SUPPLIED MATERIAL =

####################

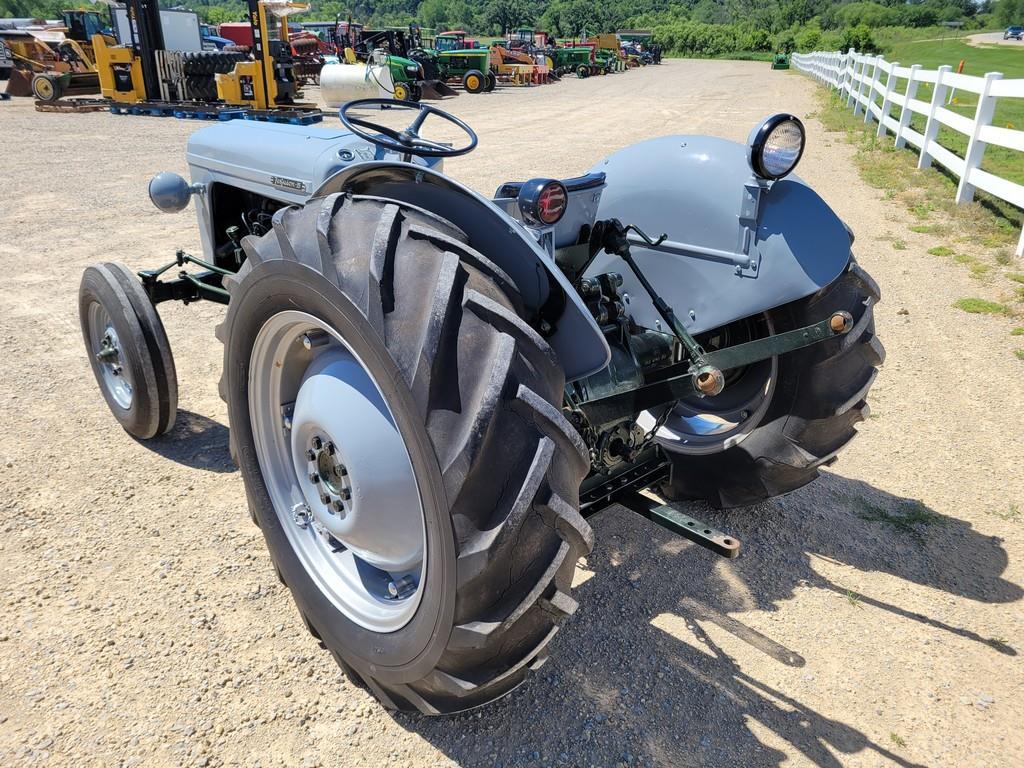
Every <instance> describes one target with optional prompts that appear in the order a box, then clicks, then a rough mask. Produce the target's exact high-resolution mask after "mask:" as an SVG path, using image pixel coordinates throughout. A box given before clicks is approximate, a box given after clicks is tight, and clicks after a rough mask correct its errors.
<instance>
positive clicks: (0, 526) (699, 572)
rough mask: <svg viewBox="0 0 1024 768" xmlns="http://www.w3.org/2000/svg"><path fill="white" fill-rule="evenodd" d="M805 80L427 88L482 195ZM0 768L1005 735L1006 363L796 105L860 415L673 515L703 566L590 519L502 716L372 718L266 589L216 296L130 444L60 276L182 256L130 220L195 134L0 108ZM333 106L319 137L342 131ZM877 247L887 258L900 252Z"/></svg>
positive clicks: (120, 121) (172, 323) (698, 758)
mask: <svg viewBox="0 0 1024 768" xmlns="http://www.w3.org/2000/svg"><path fill="white" fill-rule="evenodd" d="M815 87H816V86H815V85H814V84H813V83H812V82H811V81H809V80H808V79H806V78H802V77H800V76H799V75H796V74H794V73H779V72H771V71H770V70H769V68H768V65H766V63H760V62H726V61H669V62H667V63H666V65H664V66H663V67H660V68H647V69H644V70H641V71H637V72H630V73H626V74H622V75H616V76H609V77H604V78H590V79H588V80H584V81H578V80H574V79H571V78H569V79H567V80H566V81H564V82H562V83H560V84H556V85H553V86H549V87H543V88H531V89H528V90H521V91H512V90H510V89H509V90H506V89H502V90H500V91H499V92H498V93H496V94H493V95H488V96H485V95H480V96H471V95H464V96H460V97H459V98H457V99H455V100H453V101H451V102H446V103H445V106H446V108H449V109H451V110H452V111H453V112H455V113H456V114H457V115H458V116H459V117H461V118H463V119H464V120H466V121H468V122H469V123H470V124H471V125H472V126H474V128H476V129H477V131H478V132H479V133H480V146H479V148H478V150H477V151H476V152H475V153H473V154H472V155H469V156H467V157H465V158H459V159H456V160H454V161H452V162H451V163H450V164H449V166H447V170H449V172H450V173H452V174H453V175H455V176H456V177H457V178H459V179H460V180H462V181H464V182H466V183H468V184H469V185H471V186H473V187H474V188H476V189H479V190H480V191H482V193H483V194H487V193H489V191H493V190H494V189H495V188H496V187H497V186H498V184H499V183H501V182H502V181H504V180H507V179H510V178H529V177H531V176H538V175H564V176H568V175H574V174H578V173H580V172H582V171H585V170H586V169H588V168H589V167H591V166H592V165H593V164H594V163H596V162H597V161H598V160H599V159H600V158H601V157H603V156H604V155H606V154H608V153H609V152H611V151H613V150H615V148H617V147H620V146H622V145H624V144H627V143H630V142H633V141H637V140H641V139H643V138H646V137H648V136H654V135H659V134H663V133H667V132H680V133H685V132H697V133H714V134H719V135H723V136H726V137H729V138H732V139H735V140H740V141H741V140H743V139H744V138H745V136H746V133H748V131H749V129H750V128H751V126H752V125H753V124H754V123H755V122H756V121H757V120H758V119H759V118H761V117H763V116H764V115H767V114H770V113H773V112H781V111H787V112H794V113H796V114H798V115H806V114H808V113H810V112H813V111H814V109H815V101H814V98H813V90H814V88H815ZM0 124H2V126H3V130H2V131H0V159H2V160H0V168H2V171H3V173H2V177H3V180H4V184H5V194H4V205H3V206H2V208H0V259H2V263H3V265H4V271H3V273H2V276H0V435H2V436H0V764H3V765H29V764H36V763H38V764H53V765H65V764H68V765H115V764H122V765H135V764H137V765H207V764H209V765H221V764H226V765H257V764H259V765H263V766H267V765H286V766H295V765H318V764H322V765H365V766H375V767H376V766H385V765H393V766H432V765H450V764H458V765H467V766H469V765H480V766H496V765H502V766H519V765H569V766H582V765H599V766H608V765H615V764H618V763H624V764H628V765H674V766H683V765H714V766H721V765H743V766H775V765H781V764H783V763H784V764H786V765H812V764H813V765H827V766H833V765H850V766H878V765H891V764H895V765H904V766H909V765H957V766H988V765H1006V764H1009V763H1012V762H1014V761H1015V760H1016V759H1017V756H1019V755H1020V754H1021V753H1022V752H1024V736H1022V732H1021V730H1020V727H1019V718H1020V712H1021V711H1022V709H1024V694H1022V690H1024V686H1022V683H1024V675H1022V663H1021V655H1020V654H1021V652H1022V650H1024V646H1022V640H1021V638H1022V637H1024V632H1022V630H1024V612H1022V611H1021V607H1020V606H1021V603H1020V599H1021V596H1022V590H1021V588H1020V586H1019V585H1020V584H1021V583H1022V578H1024V572H1022V566H1021V557H1022V554H1024V537H1022V525H1024V523H1022V520H1021V514H1022V513H1024V473H1022V472H1021V471H1020V461H1021V457H1022V456H1024V417H1022V406H1024V367H1022V366H1024V364H1021V362H1020V361H1019V360H1018V359H1016V358H1015V357H1014V356H1013V354H1011V351H1012V349H1013V348H1014V347H1015V346H1020V344H1019V343H1018V342H1019V339H1015V338H1013V337H1011V336H1010V335H1009V334H1008V333H1007V332H1006V325H1007V323H1008V321H1007V319H1006V318H1001V317H994V316H990V315H986V314H965V313H964V312H961V311H959V310H957V309H954V308H953V307H952V304H953V302H954V301H956V300H958V299H961V298H963V297H964V296H970V295H971V287H972V283H971V279H970V276H968V275H967V274H966V273H965V271H964V270H963V269H961V268H959V267H957V266H956V265H955V264H952V263H947V262H943V261H941V260H938V259H936V258H934V257H932V256H928V255H927V253H926V251H927V249H928V248H930V247H932V246H934V245H935V244H934V242H933V241H932V240H931V239H929V238H928V237H925V236H918V234H914V233H912V232H910V233H907V231H906V230H907V226H906V224H907V222H906V218H907V214H906V213H905V212H904V211H903V210H901V209H897V208H894V207H893V206H892V205H891V204H890V203H889V202H888V201H886V200H884V199H883V195H882V193H880V191H878V190H874V189H871V188H869V187H868V186H866V185H865V184H864V183H863V182H862V181H861V180H860V178H859V176H858V174H857V171H856V169H855V167H854V165H853V163H852V162H851V156H852V153H853V152H854V150H853V148H852V147H851V146H850V145H848V144H846V143H845V142H843V141H840V140H838V139H837V138H835V136H831V135H829V134H826V133H824V132H823V131H822V130H821V128H820V126H819V125H818V124H817V123H816V121H813V120H812V121H810V122H809V126H808V127H809V133H810V145H809V147H808V151H807V153H806V156H805V159H804V160H803V162H802V166H801V175H803V176H804V177H805V178H806V179H807V180H808V181H809V182H811V183H812V184H814V185H815V186H817V188H818V189H819V190H820V191H821V194H822V195H823V197H824V198H825V200H827V201H828V202H829V203H830V204H831V205H833V206H834V207H835V208H836V209H837V210H838V211H839V213H840V214H841V215H842V216H843V217H844V218H845V219H846V220H847V221H848V222H849V223H850V225H851V226H852V227H853V229H854V230H855V231H856V234H857V243H856V246H855V249H856V251H857V254H858V258H859V259H860V260H861V263H863V264H864V265H865V266H866V268H867V269H868V270H869V271H870V272H871V273H872V274H873V275H874V276H876V278H877V279H878V281H879V283H880V284H881V286H882V290H883V303H882V304H881V305H880V306H879V307H878V323H879V329H880V335H881V336H882V338H883V340H884V341H885V344H886V347H887V349H888V352H889V357H888V360H887V364H886V367H885V369H884V370H883V372H882V374H881V375H880V378H879V382H878V384H877V386H876V388H874V389H873V390H872V393H871V398H870V401H871V407H872V411H873V415H872V418H871V419H870V420H868V421H867V422H866V423H865V424H863V425H862V429H861V432H862V434H861V436H860V437H859V438H858V440H856V441H855V442H854V443H853V445H852V446H851V447H850V449H849V450H848V451H847V452H845V453H844V454H843V455H842V456H841V459H840V462H839V463H838V464H837V465H836V466H835V467H834V468H833V469H831V470H830V471H829V472H827V473H826V475H825V476H824V477H823V478H822V480H820V481H819V482H817V483H815V484H813V485H811V486H809V487H807V488H805V489H803V490H801V492H799V493H796V494H793V495H791V496H790V497H786V498H785V499H781V500H777V501H775V502H772V503H769V504H765V505H763V506H761V507H758V508H756V509H750V510H737V511H733V512H729V513H717V512H712V511H711V510H708V509H706V508H703V507H701V506H687V507H684V509H686V511H688V512H690V513H692V514H693V515H695V516H697V517H703V518H706V519H708V520H709V521H710V522H712V523H714V524H715V525H716V526H717V527H719V528H721V529H725V530H728V531H730V532H732V534H734V535H735V536H737V537H738V538H740V539H741V540H742V541H743V542H744V547H745V551H744V554H743V555H742V556H741V557H740V558H739V559H738V560H735V561H726V560H722V559H720V558H716V557H715V556H714V555H711V554H709V553H707V552H706V551H703V550H700V549H698V548H696V547H693V546H691V545H689V544H687V543H685V542H682V541H680V540H678V539H675V538H673V537H672V536H671V535H669V534H667V532H665V531H664V530H662V529H659V528H656V527H654V526H652V525H650V524H649V523H647V522H645V521H641V520H638V519H636V517H635V516H633V515H632V513H628V512H626V511H625V510H622V509H620V510H617V511H610V512H608V513H604V514H603V515H601V516H599V517H597V518H595V519H594V520H593V522H594V523H595V528H596V534H597V546H596V548H595V550H594V553H593V554H592V555H591V556H590V558H589V560H588V561H587V562H586V563H583V564H582V566H581V569H580V571H579V573H578V582H580V583H581V586H580V589H579V590H578V593H579V594H578V595H577V597H578V598H579V599H580V601H581V608H580V611H579V612H578V613H577V615H575V616H574V617H573V618H572V621H571V622H569V623H568V624H567V625H566V626H565V627H563V629H562V630H561V632H559V634H558V636H557V637H556V638H555V640H554V641H553V643H552V646H551V650H552V658H551V660H550V662H549V663H548V664H547V665H546V666H545V667H544V668H543V669H542V670H541V671H540V673H539V674H538V675H537V676H536V677H534V678H532V679H531V680H530V682H529V683H527V684H526V685H525V686H523V687H522V688H521V689H519V690H518V691H517V692H516V693H514V694H513V695H511V696H509V697H507V698H505V699H503V700H501V701H500V702H498V703H497V705H495V706H493V707H490V708H488V709H485V710H483V711H481V712H478V713H473V714H471V715H465V716H459V717H455V718H449V719H441V720H428V719H422V718H417V717H409V716H394V715H391V714H389V713H387V712H386V711H384V710H383V709H382V708H380V707H379V706H378V705H377V703H376V702H375V701H374V700H373V699H372V698H371V697H370V696H369V695H367V694H366V693H364V692H362V691H361V690H358V689H356V688H355V687H354V686H352V685H351V684H349V683H348V682H346V681H345V679H344V677H343V676H342V675H341V673H340V672H339V671H338V670H337V668H336V667H335V665H334V663H333V662H332V660H331V659H330V658H329V657H328V656H327V655H326V654H325V653H324V652H323V651H321V650H319V649H318V648H317V647H316V644H315V643H314V642H313V640H312V639H311V638H310V637H309V636H308V635H307V634H306V632H305V630H304V629H302V627H301V624H300V622H299V620H298V615H297V613H296V611H295V609H294V607H293V605H292V603H291V601H290V599H289V596H288V594H287V592H286V591H285V590H284V589H283V588H282V587H281V586H280V585H279V584H278V582H276V580H275V579H274V575H273V572H272V569H271V567H270V563H269V559H268V557H267V554H266V551H265V548H264V546H263V543H262V540H261V538H260V535H259V531H258V530H257V529H256V528H255V527H253V525H252V524H251V523H250V521H249V516H248V513H247V511H246V505H245V496H244V493H243V489H242V483H241V481H240V479H239V476H238V474H237V473H236V472H234V471H233V468H232V466H231V464H230V461H229V458H228V456H227V441H226V426H225V425H226V417H225V413H224V408H223V404H222V403H221V401H220V399H219V398H218V396H217V391H216V382H217V378H218V376H219V369H220V348H219V345H218V344H216V342H215V341H214V338H213V327H214V325H216V323H218V322H219V318H220V316H221V314H222V309H221V308H219V307H216V306H207V305H202V304H200V305H194V306H188V307H184V306H167V307H166V309H163V308H162V315H163V316H164V318H165V323H166V325H167V328H168V333H169V335H170V338H171V342H172V345H173V348H174V353H175V360H176V365H177V369H178V377H179V381H180V385H181V386H180V388H181V396H180V404H181V409H182V412H181V413H180V414H179V419H178V424H177V426H176V427H175V429H174V432H173V433H172V434H171V435H169V436H168V437H166V438H164V439H160V440H156V441H153V442H150V443H139V442H136V441H134V440H132V439H131V438H129V437H128V436H127V435H126V434H125V433H124V432H123V431H122V430H121V429H120V428H119V427H118V426H117V424H116V423H115V422H114V420H113V419H112V418H111V416H110V415H109V414H108V412H106V410H105V406H104V404H103V402H102V400H101V398H100V396H99V393H98V391H97V389H96V387H95V384H94V383H93V381H92V377H91V374H90V371H89V366H88V362H87V360H86V358H85V354H84V352H83V349H82V342H81V336H80V333H79V330H78V319H77V309H76V296H77V289H78V281H79V276H80V274H81V271H82V269H83V268H84V267H85V266H86V265H87V264H89V263H91V262H93V261H96V260H100V259H117V260H123V261H125V262H127V263H128V264H130V265H131V266H132V267H135V268H143V267H147V266H155V265H157V264H159V263H161V262H164V261H166V260H168V259H169V258H171V257H172V256H173V252H174V249H176V248H185V249H190V250H193V251H194V252H198V251H199V238H198V231H197V228H196V225H195V219H194V217H193V215H191V214H190V213H184V214H180V215H177V216H168V215H164V214H161V213H159V212H157V211H156V210H155V209H154V208H153V207H152V206H151V204H150V203H148V201H147V199H146V195H145V187H146V182H147V180H148V178H150V177H151V175H152V174H154V173H155V172H157V171H161V170H170V171H176V172H179V173H185V172H186V168H185V159H184V142H185V139H186V137H187V135H188V134H189V133H190V132H191V131H193V130H196V129H197V125H196V124H195V123H190V122H184V121H177V120H173V119H151V118H130V117H114V116H110V115H103V114H94V115H53V114H37V113H35V112H34V111H33V110H32V106H31V103H30V102H29V101H28V100H27V99H22V100H15V101H7V102H0ZM334 125H337V123H336V122H335V123H334ZM894 237H899V238H901V239H902V240H903V241H905V246H906V247H905V249H903V250H900V251H898V252H897V251H894V250H893V247H892V245H891V241H892V240H893V238H894Z"/></svg>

####################

WHAT THIS TASK INVOLVES = Reproduce, exactly as they stand in the data above, the lines from the one that holds "positive clicks: (0, 526) (699, 572)" to the one that holds "rough mask: <svg", inclusive.

REPLY TO THE EXERCISE =
positive clicks: (0, 526) (699, 572)
rough mask: <svg viewBox="0 0 1024 768" xmlns="http://www.w3.org/2000/svg"><path fill="white" fill-rule="evenodd" d="M805 80L427 88L482 195ZM0 768L1005 735L1006 363L796 105L860 415L673 515L703 566L590 519L502 716L372 718L266 589L216 296L130 444L60 276L182 256L130 220L195 134L0 108ZM333 106L319 137L342 131ZM877 247L887 258L900 252Z"/></svg>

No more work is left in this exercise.